Would you transcribe each of the entries exactly, with nothing added or dropped?

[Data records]
- - -
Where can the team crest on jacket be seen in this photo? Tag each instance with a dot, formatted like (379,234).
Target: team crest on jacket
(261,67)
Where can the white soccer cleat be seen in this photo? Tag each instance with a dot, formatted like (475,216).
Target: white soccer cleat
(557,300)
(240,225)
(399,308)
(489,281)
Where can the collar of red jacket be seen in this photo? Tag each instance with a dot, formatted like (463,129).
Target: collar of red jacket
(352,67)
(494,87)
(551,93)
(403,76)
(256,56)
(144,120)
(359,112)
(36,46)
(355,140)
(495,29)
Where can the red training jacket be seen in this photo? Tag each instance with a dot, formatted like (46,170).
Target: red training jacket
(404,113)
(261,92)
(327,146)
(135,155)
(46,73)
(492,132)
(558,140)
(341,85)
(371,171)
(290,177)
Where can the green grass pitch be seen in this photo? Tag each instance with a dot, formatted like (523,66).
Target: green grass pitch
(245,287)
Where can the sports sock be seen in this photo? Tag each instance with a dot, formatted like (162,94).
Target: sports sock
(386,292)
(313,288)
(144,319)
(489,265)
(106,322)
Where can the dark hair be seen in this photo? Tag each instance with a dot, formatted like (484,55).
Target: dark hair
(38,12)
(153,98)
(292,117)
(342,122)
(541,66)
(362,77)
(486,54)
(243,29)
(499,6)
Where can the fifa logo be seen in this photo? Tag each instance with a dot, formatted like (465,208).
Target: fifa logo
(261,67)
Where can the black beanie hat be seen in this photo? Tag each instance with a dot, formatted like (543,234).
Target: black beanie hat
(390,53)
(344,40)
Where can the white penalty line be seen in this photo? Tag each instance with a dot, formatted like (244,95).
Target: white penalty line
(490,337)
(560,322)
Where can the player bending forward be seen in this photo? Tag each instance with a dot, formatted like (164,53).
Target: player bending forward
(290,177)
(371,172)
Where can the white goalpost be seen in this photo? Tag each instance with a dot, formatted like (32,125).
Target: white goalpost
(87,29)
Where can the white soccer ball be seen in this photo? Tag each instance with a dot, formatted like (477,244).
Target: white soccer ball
- - -
**Exercise result:**
Where can the team crest on jacket be seen in this photo? Tag each instance with a dot, formatted like (379,234).
Target: team crest on jacket
(261,67)
Where can the white soccer cleat be seen in this photo? Tag each instance with a dot, formatted like (475,216).
Target: white soccer cleat
(557,300)
(240,225)
(399,308)
(489,281)
Where can the collar of red jacket be seen in this photo? Tag each instance with a dot, formatted like (463,129).
Target: collar of red jacket
(352,67)
(494,87)
(551,93)
(403,76)
(256,56)
(144,120)
(359,112)
(36,46)
(355,140)
(495,29)
Where can the red training jacket be seen in this photo? Tag each instance with a dot, formatted like (46,170).
Target: red training jacket
(404,113)
(261,92)
(327,146)
(135,155)
(46,73)
(492,132)
(558,140)
(341,85)
(371,171)
(290,177)
Where can the green grass pitch be seen in this photo? Tag each instance with a dot, formatted like (523,66).
Target: green grass pitch
(245,287)
Where can the sports sock be seen in this photo? Tag each instance with a dot, formatted like (162,94).
Target: sports sock
(386,292)
(313,288)
(144,319)
(489,265)
(106,322)
Where can the dark hair be seen in this photo? Tag each instance with a dot, formatted like (484,55).
Target: dark hair
(38,12)
(153,98)
(292,117)
(342,122)
(541,66)
(362,77)
(486,54)
(243,29)
(499,6)
Where can the fifa logo be seen in this photo? Tag each instance with a dot, formatted like (465,208).
Target: fifa logo
(261,67)
Where can the black beanie hat be seen in this photo? Tag each instance with a dot, formatted like (543,234).
Target: black beanie hat
(390,53)
(344,40)
Where can the white penalty line be seen in this photo? Tag each instance with a dot, formatted like (244,95).
Target: white penalty line
(490,337)
(560,322)
Where can the player bending forward be seen in this photo? Tag each instance with a dot, formatted like (164,53).
Target: player bending forward
(290,177)
(371,172)
Where can the white goalpost be seen in this photo? Tag each instance with a dot, formatted like (32,125).
Target: white goalpost
(87,29)
Where can the white soccer ball be seen in this photo? Tag each instance with a dot, formatted like (477,244).
Target: white soccer ball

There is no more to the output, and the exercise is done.